Page:
┌──

I moved through adulthood as a casual ethnobotanist, learning tidbits about how plants can be used for practical everyday purposes. Ethnobotany lets you explore local culture and history while gathering practical knowledge of the surrounding landscape.
Through casual ethnobotany, I learned that:
- Yucca fibers make great rope. You can also mash yucca into a shampoo or porridge.
- A species of moss removes arsenic from water in Sweden.
- Chokecherries suck the liquid out of your mouth when you eat them.
- You can make salads from dandelions, thistles, and stinging nettles with proper preparation.
- You can use the fine dust found on aspen bark as a mild sunscreen. Don’t skip sunscreen on purpose if you’re hiking through an aspen grove, but it’s helpful in a pinch.
- Willow bark can help relieve a headache – but it tastes pretty terrible.
- Ginger and papaya can soothe an upset stomach.
Depending on where you grew up and where you live now, your experience of casual ethnobotany may be different. Interacting with plants is part of our life, whether it’s simply buying a bag of frozen veggies at Trader Joe’s or carefully brewing a tea to help with a headache.

└──

Listed entries:
┌──

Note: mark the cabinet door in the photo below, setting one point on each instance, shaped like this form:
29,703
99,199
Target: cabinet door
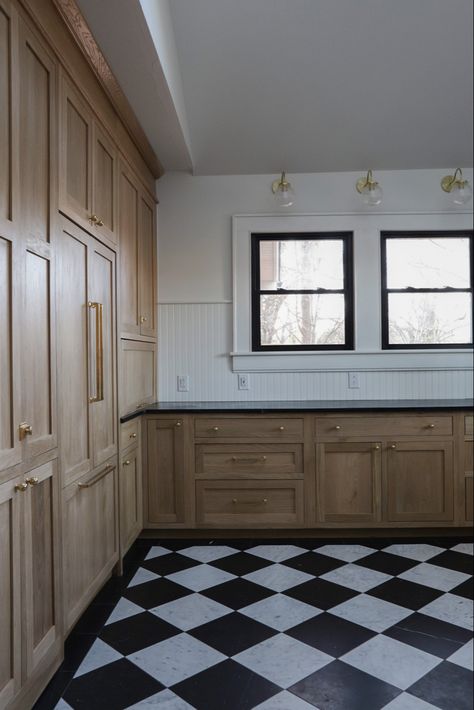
90,539
104,185
72,351
128,234
419,481
147,270
10,591
165,471
41,610
349,481
101,297
131,498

└──

Tasks:
1. From the ethnobotany passage, please reproduce word for word the part that opens with the words containing "- Chokecherries suck" and closes with "with a headache.".
2. According to the ethnobotany passage, what can the fine dust on aspen bark serve as?
3. Write the next part of the ethnobotany passage, picking up after its final sentence.

Answer set:
1.
- Chokecherries suck the liquid out of your mouth when you eat them.
- You can make salads from dandelions, thistles, and stinging nettles with proper preparation.
- You can use the fine dust found on aspen bark as a mild sunscreen. Don’t skip sunscreen on purpose if you’re hiking through an aspen grove, but it’s helpful in a pinch.
- Willow bark can help relieve a headache – but it tastes pretty terrible.
- Ginger and papaya can soothe an upset stomach.
Depending on where you grew up and where you live now, your experience of casual ethnobotany may be different. Interacting with plants is part of our life, whether it’s simply buying a bag of frozen veggies at Trader Joe’s or carefully brewing a tea to help with a headache.

2. A mild sunscreen.

3.
Learn More About Ethnobotany
If you are interested in learning more about ethnobotany, there are a variety of tools available to you.
You can go the traditional route and spend years studying cultural anthropology, history,
language, and field botany. You may be able to attend local presentations and outings, or you might be lucky enough to have a class at your local college.
For many casual ethnobotanists, though, there’s an even easier option. You can use PlantSnap to easily identify plants, then type the scientific name of the plant into this ethnobotany database. A simple search for “yucca” yielded 548 results that ranged from a porridge to a snake bite remedy.
While there’s no substitute for getting out there to speak to the people who actually use their ethnobotany knowledge every day, it’s easy now to start learning about plant identification and plant usage with these two tools. Be sure to double check with experts before making salads, though – there are many plant lookalikes out there!